### Set task
Count how many of the lines below contain the string "leaf", matching case exactly, and reply with only that number.

=-=-=

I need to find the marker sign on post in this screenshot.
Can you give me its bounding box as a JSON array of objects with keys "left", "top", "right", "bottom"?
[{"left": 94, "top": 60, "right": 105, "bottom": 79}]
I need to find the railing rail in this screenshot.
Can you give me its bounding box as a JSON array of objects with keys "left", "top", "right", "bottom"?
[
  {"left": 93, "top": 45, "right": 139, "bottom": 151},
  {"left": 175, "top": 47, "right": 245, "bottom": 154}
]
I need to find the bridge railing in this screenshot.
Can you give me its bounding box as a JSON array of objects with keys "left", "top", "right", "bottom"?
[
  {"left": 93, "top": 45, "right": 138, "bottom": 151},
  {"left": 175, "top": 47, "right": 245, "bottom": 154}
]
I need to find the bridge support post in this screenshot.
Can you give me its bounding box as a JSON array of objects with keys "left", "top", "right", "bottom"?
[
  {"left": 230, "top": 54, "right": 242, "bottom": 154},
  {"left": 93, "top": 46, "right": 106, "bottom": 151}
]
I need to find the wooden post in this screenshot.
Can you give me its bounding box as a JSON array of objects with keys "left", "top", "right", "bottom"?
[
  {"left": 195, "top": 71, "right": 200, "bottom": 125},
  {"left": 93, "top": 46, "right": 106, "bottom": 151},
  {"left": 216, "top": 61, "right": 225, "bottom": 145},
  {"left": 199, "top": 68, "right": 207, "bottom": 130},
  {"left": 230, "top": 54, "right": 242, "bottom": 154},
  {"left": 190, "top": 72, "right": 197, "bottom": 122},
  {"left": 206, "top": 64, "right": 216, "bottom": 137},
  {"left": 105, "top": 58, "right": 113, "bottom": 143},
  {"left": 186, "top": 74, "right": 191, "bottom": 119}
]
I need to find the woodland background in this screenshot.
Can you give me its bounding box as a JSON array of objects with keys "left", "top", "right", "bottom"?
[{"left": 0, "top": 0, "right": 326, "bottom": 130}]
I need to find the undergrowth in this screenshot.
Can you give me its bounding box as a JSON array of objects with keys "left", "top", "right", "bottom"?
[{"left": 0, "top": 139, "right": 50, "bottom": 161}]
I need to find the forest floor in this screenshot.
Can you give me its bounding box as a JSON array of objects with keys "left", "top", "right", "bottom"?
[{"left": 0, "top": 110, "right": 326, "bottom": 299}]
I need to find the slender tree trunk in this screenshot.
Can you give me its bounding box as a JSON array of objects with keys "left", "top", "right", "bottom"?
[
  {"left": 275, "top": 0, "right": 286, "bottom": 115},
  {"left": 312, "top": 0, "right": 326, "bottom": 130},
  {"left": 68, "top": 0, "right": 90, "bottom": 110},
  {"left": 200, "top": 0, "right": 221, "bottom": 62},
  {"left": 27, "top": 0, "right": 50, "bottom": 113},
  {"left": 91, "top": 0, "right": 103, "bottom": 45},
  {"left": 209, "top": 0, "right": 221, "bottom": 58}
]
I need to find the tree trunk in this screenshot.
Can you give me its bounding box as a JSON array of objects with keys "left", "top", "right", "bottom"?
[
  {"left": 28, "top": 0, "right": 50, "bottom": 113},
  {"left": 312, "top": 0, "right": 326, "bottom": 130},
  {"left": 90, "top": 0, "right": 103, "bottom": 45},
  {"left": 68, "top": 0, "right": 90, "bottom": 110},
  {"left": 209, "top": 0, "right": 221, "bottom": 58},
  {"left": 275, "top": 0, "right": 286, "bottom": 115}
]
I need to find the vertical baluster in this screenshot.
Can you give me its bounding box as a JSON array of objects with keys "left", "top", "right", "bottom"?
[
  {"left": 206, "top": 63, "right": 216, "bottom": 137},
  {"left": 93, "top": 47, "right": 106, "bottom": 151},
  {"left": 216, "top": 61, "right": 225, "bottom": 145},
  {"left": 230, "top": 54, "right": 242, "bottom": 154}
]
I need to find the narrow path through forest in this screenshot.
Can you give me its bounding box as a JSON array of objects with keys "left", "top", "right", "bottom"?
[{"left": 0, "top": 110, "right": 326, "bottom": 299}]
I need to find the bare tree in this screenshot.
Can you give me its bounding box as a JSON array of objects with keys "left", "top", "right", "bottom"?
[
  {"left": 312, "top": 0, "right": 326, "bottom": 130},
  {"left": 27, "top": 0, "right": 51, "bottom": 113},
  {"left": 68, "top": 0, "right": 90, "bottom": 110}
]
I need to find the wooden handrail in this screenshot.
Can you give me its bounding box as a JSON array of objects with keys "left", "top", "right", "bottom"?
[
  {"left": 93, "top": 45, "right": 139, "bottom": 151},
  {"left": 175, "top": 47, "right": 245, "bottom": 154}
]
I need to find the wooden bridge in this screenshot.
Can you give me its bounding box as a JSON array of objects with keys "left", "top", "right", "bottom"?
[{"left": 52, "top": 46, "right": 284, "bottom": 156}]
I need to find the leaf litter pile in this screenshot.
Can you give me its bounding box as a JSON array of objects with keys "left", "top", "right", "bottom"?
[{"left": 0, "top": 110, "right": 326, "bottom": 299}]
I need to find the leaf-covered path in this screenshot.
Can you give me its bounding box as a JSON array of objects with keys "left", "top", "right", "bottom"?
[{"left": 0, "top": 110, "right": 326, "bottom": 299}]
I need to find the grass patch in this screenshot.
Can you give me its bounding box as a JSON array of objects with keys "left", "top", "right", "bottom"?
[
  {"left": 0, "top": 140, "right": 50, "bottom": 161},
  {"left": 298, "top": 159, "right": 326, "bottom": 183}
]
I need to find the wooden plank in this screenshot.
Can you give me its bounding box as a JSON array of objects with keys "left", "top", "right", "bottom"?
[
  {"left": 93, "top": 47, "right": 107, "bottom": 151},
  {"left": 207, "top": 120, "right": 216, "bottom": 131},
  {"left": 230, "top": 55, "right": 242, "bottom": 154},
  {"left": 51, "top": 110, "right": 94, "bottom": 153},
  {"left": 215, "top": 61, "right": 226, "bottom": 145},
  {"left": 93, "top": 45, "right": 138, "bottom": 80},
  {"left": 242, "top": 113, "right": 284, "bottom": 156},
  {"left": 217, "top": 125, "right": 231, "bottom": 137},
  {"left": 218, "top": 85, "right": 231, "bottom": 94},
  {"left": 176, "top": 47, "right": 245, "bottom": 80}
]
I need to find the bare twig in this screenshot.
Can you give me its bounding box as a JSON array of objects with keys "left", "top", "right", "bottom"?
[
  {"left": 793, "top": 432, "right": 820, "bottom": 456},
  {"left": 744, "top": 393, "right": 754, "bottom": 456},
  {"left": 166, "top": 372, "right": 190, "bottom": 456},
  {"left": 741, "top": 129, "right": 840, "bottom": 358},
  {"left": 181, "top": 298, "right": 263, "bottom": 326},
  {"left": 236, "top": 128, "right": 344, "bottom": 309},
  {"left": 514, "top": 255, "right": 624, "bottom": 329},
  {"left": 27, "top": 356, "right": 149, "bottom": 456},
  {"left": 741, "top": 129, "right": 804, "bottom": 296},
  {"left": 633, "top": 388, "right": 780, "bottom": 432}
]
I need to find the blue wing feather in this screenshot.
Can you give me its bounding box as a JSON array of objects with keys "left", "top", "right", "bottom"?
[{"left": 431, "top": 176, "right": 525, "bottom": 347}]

=-=-=

### Solution to this problem
2